(RECORDS PROVIDED):
Start

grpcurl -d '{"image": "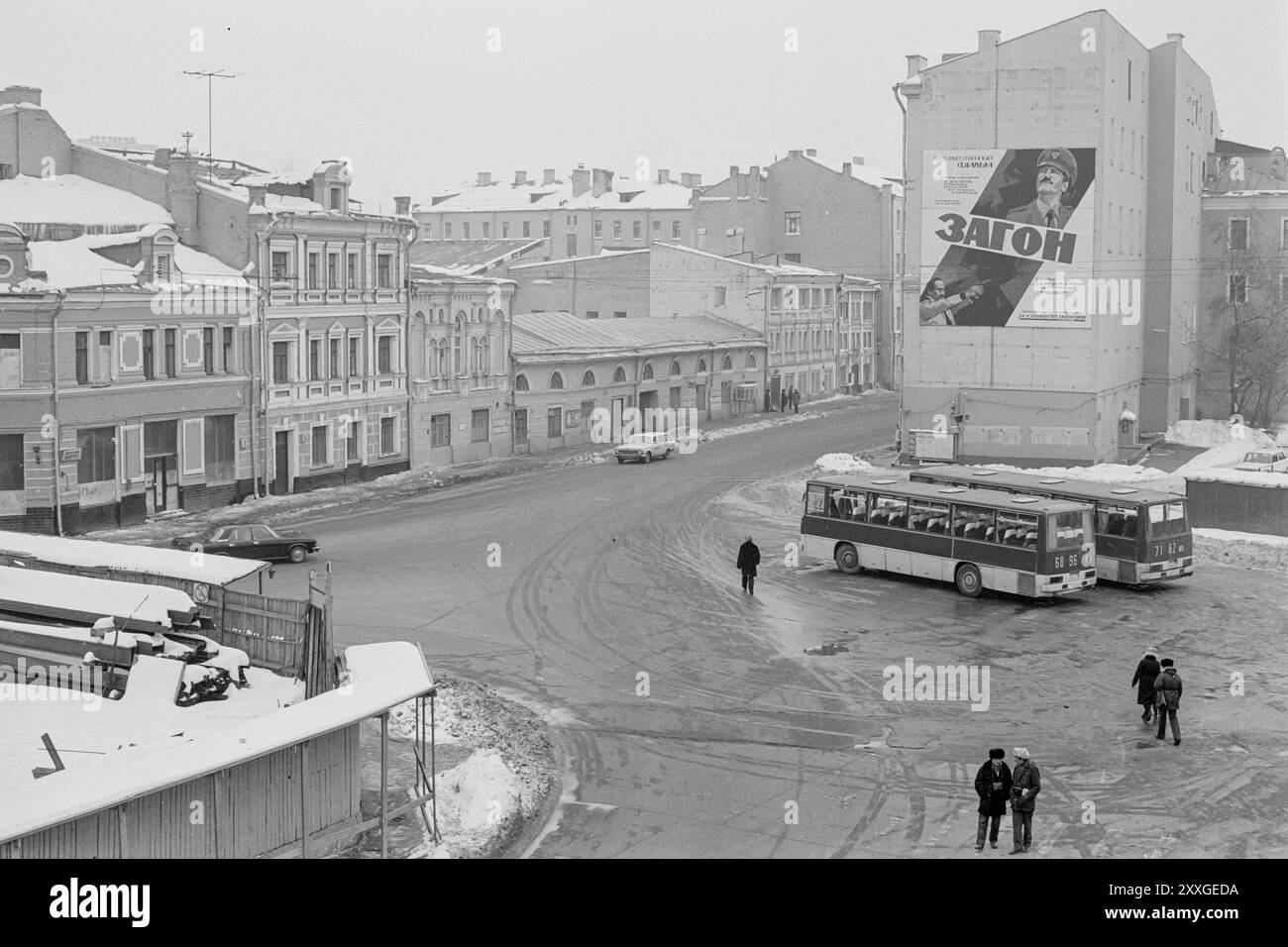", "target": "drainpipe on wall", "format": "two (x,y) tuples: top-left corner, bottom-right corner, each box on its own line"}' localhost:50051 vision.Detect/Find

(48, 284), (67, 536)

End
Start

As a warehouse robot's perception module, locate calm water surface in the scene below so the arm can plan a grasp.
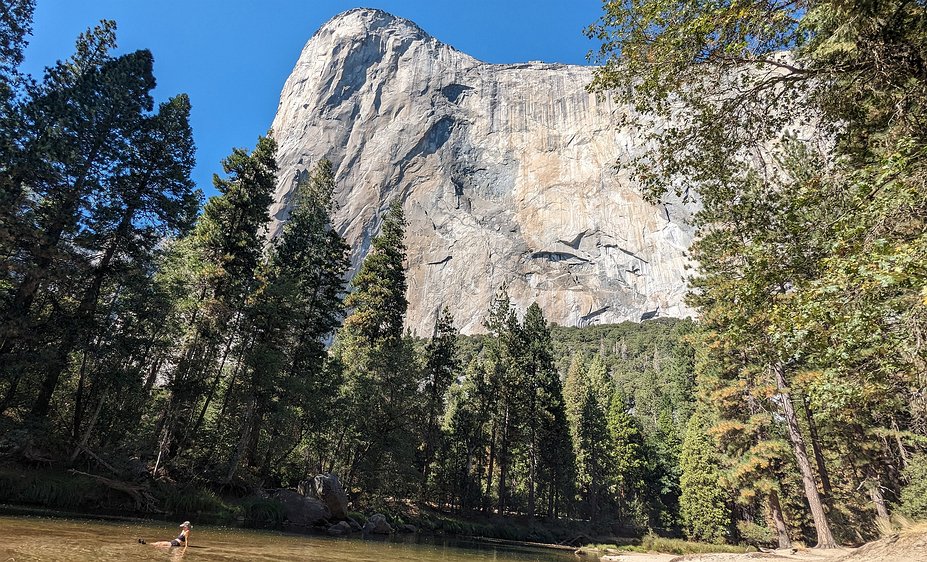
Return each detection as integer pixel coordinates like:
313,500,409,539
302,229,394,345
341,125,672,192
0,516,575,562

End

(AIM OF THE TASK): Revise the records from the line with "As a warehouse" to the line with "0,516,575,562" so that "warehouse" becomes "factory", with nothing else altered. Leave the pictures out of the output.

(THE RESULT):
As a factory robot's perception module, locate calm water surface in the scene below so the arm can plan a grasp.
Return each detection as integer pixel coordinates like:
313,500,409,539
302,229,394,345
341,125,672,192
0,516,575,562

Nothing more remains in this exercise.